#### [REQUIREMENT]
Skip the pictures. Quote every line below, exactly, from the one with "the bee wing" through the final line.

#### [GIVEN RECORDS]
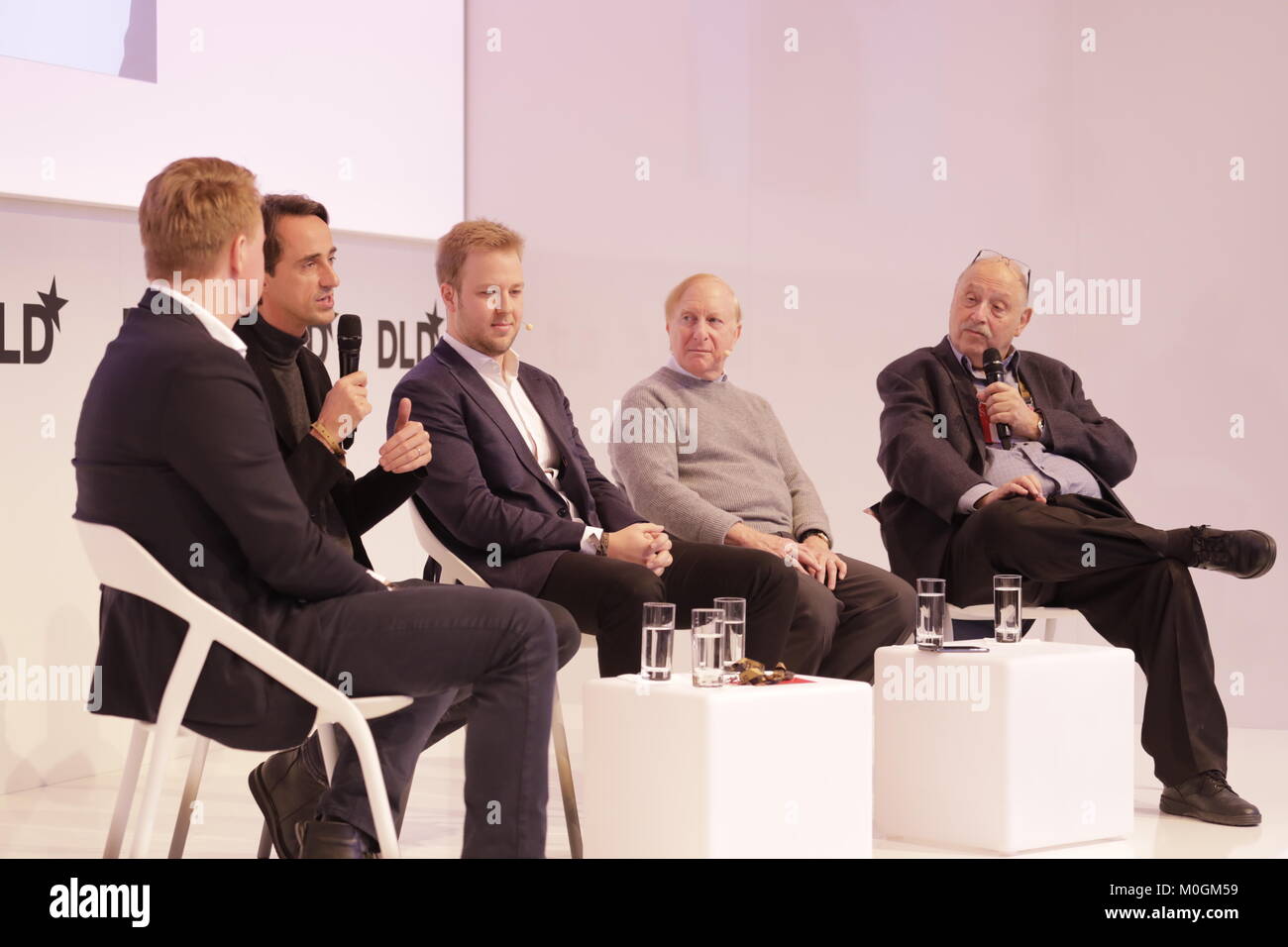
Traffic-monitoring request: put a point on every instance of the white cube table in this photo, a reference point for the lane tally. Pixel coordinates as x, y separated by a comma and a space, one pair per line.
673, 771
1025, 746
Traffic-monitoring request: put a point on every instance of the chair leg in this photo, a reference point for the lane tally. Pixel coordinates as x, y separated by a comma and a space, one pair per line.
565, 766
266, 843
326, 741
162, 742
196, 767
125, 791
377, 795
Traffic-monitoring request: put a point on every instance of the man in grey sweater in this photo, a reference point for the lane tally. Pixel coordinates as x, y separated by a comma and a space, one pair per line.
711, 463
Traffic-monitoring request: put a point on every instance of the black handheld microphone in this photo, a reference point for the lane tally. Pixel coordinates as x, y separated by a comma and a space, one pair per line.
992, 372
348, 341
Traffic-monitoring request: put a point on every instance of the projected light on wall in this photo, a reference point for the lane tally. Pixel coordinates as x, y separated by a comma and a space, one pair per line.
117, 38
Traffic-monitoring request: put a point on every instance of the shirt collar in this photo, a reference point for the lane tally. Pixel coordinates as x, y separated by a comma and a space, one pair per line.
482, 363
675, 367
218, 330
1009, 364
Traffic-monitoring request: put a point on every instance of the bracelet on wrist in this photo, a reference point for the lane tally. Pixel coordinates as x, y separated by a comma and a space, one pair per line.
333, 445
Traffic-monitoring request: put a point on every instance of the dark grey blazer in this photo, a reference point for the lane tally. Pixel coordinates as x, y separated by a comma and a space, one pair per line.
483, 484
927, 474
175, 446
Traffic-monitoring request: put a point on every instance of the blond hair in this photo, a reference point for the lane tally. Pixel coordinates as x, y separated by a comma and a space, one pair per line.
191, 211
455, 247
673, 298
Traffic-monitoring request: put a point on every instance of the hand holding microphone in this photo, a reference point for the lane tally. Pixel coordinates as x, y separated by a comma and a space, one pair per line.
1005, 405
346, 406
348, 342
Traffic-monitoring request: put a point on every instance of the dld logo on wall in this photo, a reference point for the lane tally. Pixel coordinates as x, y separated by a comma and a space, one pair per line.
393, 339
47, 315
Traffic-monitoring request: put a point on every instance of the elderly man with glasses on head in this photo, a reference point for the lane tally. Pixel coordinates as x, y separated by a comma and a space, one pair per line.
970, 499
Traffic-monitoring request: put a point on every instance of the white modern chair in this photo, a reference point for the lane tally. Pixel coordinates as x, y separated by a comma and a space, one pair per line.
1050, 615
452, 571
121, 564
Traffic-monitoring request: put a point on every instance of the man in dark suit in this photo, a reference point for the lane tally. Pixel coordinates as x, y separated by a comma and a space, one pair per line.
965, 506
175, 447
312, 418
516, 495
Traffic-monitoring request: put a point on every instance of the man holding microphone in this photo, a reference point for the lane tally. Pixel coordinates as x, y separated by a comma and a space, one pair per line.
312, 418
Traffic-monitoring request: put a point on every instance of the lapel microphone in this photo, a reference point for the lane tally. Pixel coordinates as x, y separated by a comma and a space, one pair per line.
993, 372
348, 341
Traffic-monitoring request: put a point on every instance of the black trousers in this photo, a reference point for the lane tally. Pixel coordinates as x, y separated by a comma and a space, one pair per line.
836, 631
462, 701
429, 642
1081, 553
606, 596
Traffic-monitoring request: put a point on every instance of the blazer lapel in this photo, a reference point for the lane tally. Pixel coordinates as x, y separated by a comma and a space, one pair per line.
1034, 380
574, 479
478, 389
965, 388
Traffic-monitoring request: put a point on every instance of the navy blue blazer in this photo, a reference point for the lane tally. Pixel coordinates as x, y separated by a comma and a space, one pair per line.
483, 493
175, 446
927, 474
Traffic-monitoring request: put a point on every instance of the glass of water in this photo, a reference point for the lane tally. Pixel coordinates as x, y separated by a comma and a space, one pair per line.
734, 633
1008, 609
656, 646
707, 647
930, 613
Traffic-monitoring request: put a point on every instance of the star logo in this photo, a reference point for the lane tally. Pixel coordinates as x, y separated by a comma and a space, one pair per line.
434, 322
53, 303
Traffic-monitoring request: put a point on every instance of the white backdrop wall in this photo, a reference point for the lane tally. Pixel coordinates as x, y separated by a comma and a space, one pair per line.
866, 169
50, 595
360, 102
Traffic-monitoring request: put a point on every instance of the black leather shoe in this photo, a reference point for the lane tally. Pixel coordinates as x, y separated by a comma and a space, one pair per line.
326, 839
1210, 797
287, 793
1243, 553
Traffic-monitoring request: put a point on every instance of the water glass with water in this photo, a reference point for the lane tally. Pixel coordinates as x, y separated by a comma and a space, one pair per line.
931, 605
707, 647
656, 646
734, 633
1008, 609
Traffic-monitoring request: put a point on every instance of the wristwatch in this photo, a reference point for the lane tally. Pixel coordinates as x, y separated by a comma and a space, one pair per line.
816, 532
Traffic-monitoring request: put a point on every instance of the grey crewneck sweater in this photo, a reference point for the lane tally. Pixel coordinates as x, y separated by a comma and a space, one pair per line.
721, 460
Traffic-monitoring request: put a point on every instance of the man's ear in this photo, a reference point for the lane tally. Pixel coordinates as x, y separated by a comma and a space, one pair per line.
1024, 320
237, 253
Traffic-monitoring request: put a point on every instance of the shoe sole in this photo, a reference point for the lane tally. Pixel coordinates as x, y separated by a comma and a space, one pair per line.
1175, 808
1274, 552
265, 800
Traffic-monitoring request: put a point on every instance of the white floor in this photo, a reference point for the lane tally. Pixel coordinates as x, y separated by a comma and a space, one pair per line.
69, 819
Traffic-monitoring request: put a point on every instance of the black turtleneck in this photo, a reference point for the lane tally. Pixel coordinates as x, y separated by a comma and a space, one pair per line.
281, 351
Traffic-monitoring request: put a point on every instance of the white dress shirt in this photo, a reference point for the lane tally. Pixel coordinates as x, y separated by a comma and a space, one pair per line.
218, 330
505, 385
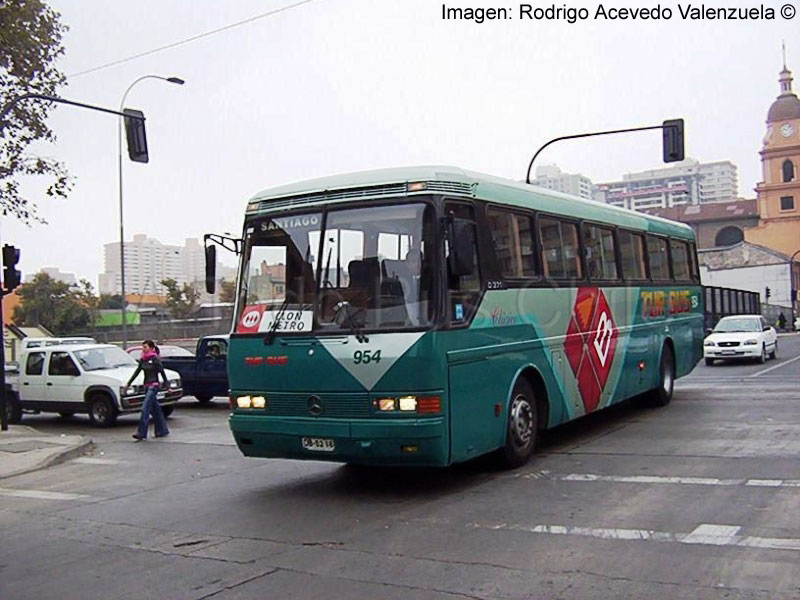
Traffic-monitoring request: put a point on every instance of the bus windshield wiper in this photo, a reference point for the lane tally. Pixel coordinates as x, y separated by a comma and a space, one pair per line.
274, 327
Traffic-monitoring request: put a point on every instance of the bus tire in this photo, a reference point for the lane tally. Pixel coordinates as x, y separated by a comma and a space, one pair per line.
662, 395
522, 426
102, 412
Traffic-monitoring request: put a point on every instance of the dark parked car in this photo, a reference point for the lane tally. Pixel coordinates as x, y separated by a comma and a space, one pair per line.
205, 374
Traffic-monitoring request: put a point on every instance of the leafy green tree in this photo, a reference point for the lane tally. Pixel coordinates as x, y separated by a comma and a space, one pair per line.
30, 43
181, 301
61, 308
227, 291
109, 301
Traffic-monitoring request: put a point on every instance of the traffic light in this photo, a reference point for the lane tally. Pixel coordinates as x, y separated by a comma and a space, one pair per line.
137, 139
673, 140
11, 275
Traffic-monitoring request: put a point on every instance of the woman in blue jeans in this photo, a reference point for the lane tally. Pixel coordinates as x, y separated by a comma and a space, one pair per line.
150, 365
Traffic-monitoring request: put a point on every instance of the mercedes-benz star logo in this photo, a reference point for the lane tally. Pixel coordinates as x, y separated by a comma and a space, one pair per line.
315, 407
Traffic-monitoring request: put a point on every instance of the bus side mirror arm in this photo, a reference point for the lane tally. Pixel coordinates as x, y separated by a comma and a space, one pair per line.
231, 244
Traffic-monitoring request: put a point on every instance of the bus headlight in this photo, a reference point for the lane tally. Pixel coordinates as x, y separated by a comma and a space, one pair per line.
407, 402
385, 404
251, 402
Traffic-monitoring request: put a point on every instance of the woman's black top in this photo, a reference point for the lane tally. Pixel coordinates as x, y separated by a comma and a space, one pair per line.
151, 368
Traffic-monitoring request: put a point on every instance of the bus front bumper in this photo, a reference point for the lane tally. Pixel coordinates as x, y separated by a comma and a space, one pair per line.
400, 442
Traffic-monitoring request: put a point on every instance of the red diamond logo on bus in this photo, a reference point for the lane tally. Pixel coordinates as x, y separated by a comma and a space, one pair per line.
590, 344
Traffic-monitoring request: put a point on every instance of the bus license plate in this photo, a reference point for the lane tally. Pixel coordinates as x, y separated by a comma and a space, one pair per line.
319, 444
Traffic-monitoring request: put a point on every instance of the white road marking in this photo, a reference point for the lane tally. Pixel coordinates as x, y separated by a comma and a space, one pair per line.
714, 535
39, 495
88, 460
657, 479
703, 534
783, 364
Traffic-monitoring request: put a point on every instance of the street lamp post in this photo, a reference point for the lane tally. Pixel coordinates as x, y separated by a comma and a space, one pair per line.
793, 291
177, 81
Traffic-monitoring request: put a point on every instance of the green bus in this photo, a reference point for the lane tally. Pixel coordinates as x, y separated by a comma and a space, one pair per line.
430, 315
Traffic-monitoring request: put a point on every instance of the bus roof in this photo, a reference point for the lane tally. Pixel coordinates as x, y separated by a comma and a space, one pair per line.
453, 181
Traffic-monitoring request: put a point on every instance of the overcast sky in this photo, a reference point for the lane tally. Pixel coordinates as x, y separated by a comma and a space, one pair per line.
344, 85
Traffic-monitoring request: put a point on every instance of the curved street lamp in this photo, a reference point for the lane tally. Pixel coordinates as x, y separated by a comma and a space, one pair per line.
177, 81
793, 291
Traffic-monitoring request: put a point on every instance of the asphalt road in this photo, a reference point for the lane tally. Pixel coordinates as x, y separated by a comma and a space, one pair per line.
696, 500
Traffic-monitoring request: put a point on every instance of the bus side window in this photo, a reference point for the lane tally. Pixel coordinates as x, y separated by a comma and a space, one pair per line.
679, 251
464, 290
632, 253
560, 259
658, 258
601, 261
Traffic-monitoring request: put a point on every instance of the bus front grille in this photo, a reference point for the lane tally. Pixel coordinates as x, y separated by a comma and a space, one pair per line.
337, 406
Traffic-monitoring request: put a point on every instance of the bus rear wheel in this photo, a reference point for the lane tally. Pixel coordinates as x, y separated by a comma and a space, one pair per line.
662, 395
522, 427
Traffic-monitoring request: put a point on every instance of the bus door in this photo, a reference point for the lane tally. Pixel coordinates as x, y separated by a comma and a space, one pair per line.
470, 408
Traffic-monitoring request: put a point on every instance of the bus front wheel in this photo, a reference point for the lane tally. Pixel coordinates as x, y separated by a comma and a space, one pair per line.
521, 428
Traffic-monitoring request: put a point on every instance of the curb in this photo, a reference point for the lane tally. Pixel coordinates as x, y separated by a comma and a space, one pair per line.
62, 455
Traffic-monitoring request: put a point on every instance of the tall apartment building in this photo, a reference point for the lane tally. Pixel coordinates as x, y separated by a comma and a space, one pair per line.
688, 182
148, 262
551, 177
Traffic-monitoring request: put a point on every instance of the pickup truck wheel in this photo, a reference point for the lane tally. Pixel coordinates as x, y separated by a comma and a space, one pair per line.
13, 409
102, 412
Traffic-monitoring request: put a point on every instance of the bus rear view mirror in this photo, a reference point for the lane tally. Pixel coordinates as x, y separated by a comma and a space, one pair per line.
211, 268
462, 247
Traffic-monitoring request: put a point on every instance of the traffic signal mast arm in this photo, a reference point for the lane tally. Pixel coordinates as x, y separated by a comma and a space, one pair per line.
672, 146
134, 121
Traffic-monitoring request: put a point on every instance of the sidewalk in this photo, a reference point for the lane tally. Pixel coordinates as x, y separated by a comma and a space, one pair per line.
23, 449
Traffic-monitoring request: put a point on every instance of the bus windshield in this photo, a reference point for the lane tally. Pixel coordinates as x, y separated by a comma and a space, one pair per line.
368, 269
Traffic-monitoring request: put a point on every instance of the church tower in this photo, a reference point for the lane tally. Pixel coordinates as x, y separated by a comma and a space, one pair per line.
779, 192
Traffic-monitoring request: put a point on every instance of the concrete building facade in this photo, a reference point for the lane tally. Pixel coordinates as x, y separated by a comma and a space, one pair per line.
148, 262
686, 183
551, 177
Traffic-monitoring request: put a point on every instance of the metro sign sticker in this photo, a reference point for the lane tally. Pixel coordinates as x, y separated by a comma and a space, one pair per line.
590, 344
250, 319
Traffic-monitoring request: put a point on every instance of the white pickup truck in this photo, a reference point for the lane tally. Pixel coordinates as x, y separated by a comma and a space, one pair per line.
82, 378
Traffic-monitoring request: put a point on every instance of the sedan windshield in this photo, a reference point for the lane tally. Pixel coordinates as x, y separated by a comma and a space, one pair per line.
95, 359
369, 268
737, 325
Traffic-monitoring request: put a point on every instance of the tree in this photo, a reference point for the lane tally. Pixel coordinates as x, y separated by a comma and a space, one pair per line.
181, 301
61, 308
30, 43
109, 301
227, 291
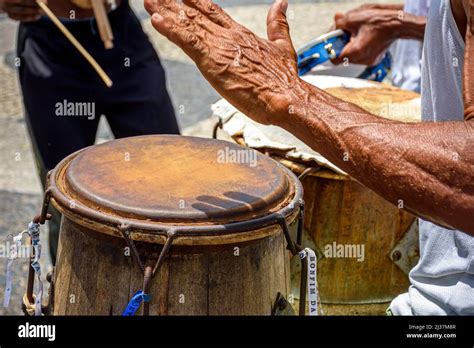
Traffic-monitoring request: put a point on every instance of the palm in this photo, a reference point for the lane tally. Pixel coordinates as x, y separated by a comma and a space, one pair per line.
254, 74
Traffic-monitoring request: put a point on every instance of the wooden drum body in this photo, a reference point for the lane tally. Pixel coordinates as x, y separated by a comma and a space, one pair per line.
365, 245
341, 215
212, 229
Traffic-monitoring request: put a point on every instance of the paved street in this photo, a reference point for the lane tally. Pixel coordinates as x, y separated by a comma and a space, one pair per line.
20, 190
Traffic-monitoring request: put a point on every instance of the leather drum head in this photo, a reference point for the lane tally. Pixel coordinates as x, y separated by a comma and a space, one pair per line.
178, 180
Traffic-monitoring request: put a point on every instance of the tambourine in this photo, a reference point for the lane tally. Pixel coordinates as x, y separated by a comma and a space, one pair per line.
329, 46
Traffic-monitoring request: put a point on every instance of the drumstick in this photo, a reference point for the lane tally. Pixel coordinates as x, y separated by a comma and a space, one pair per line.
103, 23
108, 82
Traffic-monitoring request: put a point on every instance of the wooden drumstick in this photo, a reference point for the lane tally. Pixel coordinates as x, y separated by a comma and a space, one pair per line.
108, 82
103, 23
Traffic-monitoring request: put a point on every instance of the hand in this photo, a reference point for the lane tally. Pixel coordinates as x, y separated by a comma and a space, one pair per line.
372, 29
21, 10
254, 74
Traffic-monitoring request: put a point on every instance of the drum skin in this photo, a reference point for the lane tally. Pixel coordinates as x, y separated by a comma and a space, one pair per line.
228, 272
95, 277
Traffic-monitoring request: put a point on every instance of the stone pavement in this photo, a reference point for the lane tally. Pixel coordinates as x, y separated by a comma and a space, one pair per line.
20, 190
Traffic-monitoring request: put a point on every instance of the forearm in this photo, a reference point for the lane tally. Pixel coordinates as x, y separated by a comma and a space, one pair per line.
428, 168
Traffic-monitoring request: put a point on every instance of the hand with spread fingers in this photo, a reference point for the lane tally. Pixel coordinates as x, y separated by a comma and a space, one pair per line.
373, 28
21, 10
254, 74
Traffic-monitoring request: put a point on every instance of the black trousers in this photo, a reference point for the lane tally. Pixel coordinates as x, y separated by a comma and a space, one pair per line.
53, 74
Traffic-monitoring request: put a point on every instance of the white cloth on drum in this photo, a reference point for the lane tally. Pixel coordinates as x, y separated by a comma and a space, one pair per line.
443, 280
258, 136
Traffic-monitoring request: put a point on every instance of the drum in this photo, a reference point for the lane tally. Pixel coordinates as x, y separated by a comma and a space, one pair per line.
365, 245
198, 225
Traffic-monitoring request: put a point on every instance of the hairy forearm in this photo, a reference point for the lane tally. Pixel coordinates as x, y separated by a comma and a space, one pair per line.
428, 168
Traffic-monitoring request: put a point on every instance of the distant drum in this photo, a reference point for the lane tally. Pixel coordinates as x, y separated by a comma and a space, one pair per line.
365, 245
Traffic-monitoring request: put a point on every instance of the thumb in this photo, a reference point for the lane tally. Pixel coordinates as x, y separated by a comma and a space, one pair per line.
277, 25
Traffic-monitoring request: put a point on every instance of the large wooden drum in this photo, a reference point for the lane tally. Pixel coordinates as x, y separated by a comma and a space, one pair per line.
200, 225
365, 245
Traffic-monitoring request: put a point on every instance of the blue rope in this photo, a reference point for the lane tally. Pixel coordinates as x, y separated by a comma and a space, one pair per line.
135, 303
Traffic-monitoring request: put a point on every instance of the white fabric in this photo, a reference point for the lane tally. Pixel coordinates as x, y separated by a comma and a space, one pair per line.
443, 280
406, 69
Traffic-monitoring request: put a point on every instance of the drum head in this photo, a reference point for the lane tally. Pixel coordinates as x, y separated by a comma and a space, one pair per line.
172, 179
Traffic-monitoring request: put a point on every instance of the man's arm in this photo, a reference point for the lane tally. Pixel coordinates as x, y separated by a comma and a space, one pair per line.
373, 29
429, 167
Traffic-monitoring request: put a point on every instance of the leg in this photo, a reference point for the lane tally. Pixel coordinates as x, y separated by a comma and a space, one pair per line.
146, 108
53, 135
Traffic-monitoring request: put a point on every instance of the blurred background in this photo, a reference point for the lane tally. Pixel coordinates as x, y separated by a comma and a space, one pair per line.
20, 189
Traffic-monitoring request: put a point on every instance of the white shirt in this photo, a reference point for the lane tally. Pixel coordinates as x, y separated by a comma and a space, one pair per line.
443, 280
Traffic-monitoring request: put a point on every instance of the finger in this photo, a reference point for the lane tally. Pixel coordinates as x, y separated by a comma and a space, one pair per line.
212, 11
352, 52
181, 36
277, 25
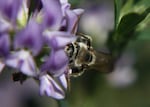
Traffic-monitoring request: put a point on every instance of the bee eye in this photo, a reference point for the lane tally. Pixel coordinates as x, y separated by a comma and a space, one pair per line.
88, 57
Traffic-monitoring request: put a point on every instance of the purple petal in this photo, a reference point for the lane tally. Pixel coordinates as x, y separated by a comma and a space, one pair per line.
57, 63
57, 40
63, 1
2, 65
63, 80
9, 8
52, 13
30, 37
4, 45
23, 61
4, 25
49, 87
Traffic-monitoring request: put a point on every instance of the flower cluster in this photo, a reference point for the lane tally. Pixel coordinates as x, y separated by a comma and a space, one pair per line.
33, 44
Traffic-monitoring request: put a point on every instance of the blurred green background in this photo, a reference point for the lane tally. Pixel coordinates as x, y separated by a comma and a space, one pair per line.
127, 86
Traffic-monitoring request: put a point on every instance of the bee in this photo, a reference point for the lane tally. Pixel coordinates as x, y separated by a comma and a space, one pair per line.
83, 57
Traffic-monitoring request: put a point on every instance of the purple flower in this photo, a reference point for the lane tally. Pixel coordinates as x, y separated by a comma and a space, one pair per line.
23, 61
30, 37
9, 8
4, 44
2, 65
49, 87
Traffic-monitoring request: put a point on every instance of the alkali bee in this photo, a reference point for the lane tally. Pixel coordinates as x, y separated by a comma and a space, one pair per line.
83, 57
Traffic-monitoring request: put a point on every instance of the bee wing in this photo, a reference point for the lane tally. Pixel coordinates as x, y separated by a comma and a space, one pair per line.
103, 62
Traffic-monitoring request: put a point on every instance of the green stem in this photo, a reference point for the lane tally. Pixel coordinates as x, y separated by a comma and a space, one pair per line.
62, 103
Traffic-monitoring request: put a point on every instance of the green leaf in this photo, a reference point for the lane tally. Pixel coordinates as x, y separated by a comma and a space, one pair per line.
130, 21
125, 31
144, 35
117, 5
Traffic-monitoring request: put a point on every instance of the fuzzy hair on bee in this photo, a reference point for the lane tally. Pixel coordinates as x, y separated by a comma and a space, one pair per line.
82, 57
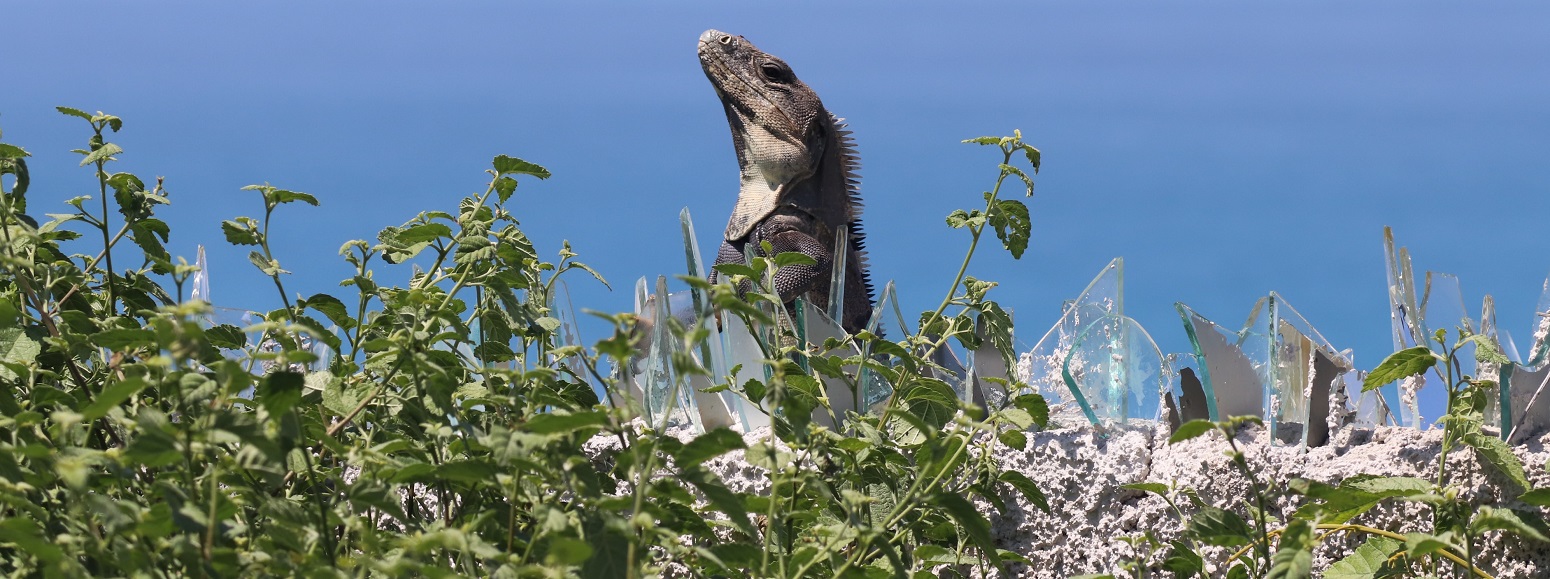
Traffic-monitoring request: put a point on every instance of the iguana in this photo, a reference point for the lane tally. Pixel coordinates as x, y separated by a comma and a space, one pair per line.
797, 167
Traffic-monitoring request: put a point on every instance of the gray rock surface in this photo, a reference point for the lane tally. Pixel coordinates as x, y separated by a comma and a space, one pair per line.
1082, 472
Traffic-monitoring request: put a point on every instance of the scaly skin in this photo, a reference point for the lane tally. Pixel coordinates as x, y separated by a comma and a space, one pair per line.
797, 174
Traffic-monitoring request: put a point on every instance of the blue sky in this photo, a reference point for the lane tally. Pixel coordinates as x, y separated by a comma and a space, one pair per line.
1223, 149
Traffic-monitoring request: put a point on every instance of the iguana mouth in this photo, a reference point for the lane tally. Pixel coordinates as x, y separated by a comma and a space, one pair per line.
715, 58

#### [RESULT FOR THIS EXERCISE]
Traffic-monitoring request: put a point on every instance of the bee wing in this photo, a reference point for the lane tally. Pixel coordinates as x, y separated by a comma and a space, one pair per line.
103, 62
Traffic-monitoring request: put a point on every instance of the green stem in this photo, a reference point for the lane tally. Pixel coordinates as x, y separated by a comma and a space, one pair per line.
62, 103
Traffic-monitoring request: put a point on every instance of the green leaf in this photo, a reference point for the lane tally. Pixel coordinates as x, y separated by a comma and a space, one pair per line.
130, 21
125, 31
144, 35
117, 5
Traffic-monitoring request: put a point on every instance of the fuzzy hair on bee in this photo, a reference point for the lane tally. Pixel coordinates as x, y separated by a comma and a space, one pair per line.
82, 57
Traffic-monitoring request: put a point on every instance of the iguana in this photo, a reference point for the lane tally. Pixel coordinates as x, y separated by a comma and a space, one pair per line.
797, 167
Traffic-monitoring request: put a point on every instance of the gray rock surface in this photo, a reference point for the lane tally. Pixel coordinates as x, y separated by a comma and a space, one pair per line.
1082, 472
Traffic-monitoring request: put a point on every instance of the scaly skin in this photo, a reference point for the lane tally. Pixel coordinates as x, y separated by a comma and a space, one pair per line.
797, 174
Traffic-monitoring request: put a point on every instance of the blue sky in this photo, a reference point for the lane tally. Pixel coordinates as x, y separated by a comma and a space, one pair per line.
1223, 149
Traffic-monitoring request: put a point on every instance of the iguana mouth in this photo, a reference point for the lane tally. Pixel coordinates as x, y separated by a comma and a space, one pair per line.
715, 58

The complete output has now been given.